=== Excerpted text ===

2.3. Methicillin-Resistance Test

Methicillin resistance was tested using Mueller- Hinton agar with Cefoxitin disc (30 µg) by Kirby-Bauer disc diffusion method [11]. Zone diameters were measured and recorded after a 24h incubation at 37°C. A zone size of >22 mm was considered sensitive and < 21 was considered resistant [12].

2.4. Antibiotic Susceptibility Testing

Standardized Kirby-Bauer disc diffusion method, was performed on Mueller-Hinton agar. Single isolated colonies were selected and inoculated in Mueller-Hinton broth and placed in incubator for 24 hours at 37°C. When its turbidity is comparable to 0.5 McFarland turbidity standards, the plates were inoculated with each broth culture and left to dry before the application of antibiotic discs. The plates were inverted and incubated at 35-37°C for 18-24 hours. Results were interpreted according to the criteria of CLSI (2012) [12].

=== Data extracts ===

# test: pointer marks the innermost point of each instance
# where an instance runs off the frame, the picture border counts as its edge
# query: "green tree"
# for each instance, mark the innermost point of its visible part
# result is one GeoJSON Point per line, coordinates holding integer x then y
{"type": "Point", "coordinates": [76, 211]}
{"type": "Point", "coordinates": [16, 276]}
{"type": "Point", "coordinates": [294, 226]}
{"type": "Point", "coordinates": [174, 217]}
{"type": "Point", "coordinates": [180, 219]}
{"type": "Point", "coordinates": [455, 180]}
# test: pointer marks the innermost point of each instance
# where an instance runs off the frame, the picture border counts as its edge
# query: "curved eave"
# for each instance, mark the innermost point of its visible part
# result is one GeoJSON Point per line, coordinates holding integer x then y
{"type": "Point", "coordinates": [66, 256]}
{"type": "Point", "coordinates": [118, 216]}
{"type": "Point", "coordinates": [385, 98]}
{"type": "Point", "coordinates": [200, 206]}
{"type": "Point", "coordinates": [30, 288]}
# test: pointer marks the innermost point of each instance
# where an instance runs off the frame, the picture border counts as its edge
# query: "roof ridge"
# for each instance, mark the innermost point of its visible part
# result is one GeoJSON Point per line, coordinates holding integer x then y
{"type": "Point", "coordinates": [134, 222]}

===
=== Data extracts ===

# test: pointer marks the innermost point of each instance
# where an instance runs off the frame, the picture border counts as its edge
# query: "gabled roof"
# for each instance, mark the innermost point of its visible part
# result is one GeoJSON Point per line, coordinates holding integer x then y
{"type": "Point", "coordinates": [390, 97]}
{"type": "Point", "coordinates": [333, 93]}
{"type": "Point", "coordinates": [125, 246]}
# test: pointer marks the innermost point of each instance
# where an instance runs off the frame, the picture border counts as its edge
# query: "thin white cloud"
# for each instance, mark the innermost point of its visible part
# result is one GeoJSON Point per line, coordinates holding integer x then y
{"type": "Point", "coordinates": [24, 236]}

===
=== Data extracts ===

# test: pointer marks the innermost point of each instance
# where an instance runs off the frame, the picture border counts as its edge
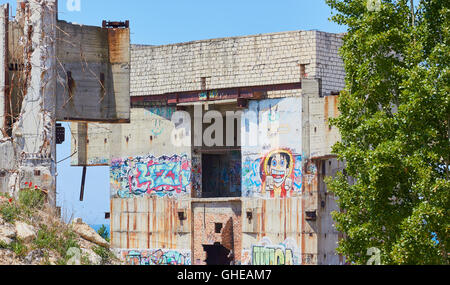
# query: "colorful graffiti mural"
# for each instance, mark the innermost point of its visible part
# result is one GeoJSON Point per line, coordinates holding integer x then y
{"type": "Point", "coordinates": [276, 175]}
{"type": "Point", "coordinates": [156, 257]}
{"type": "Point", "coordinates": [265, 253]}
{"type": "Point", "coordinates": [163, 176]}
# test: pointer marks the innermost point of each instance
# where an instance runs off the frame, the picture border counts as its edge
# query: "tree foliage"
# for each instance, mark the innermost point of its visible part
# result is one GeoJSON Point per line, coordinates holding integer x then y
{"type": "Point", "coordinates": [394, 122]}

===

**Tasks for this exercise:**
(1) List every incubation time given in the excerpt on methicillin resistance and antibiotic susceptibility testing, noting what was being incubated each time.
(2) Write the next part of the excerpt on methicillin resistance and antibiotic susceptibility testing, picking up after its last sentence.

**Results of the exercise:**
(1)
- 24h: the Mueller-Hinton agar plates with the Cefoxitin disc in the methicillin-resistance test, before zone diameters were measured
- 24 hours: the Mueller-Hinton broth inoculated with single isolated colonies
- 18-24 hours: the inverted plates after the antibiotic discs were applied

(2)
3. Results

Prevalence of various microorganisms in health care workers a mong the 472 samples, 396 (83.9%) samples were positive for at least one of the staphylococcal species. Nasal carriage of staphylococci was (83.9%), comprising of (47.5%) S. aureus and (36.4%) CoNS (Figure 1).

Figure 1. Percentage of Staphylococcus among study population

All study population was screened for MRSA colonization (Table 1). The overall MRSA colonization among (HCWs n=472) at Benghazi Hospitals was 101 (21.4%). Of hospital group colonized with MRSA 37 (30.6%) were Physician, 34 (20.4%) nurses, helpers 19 (22.9%),and technicians 11 (10.9%). This shows that the high carriage rate of MRSA was observed among Physician (30.6%) compared with other HCWs.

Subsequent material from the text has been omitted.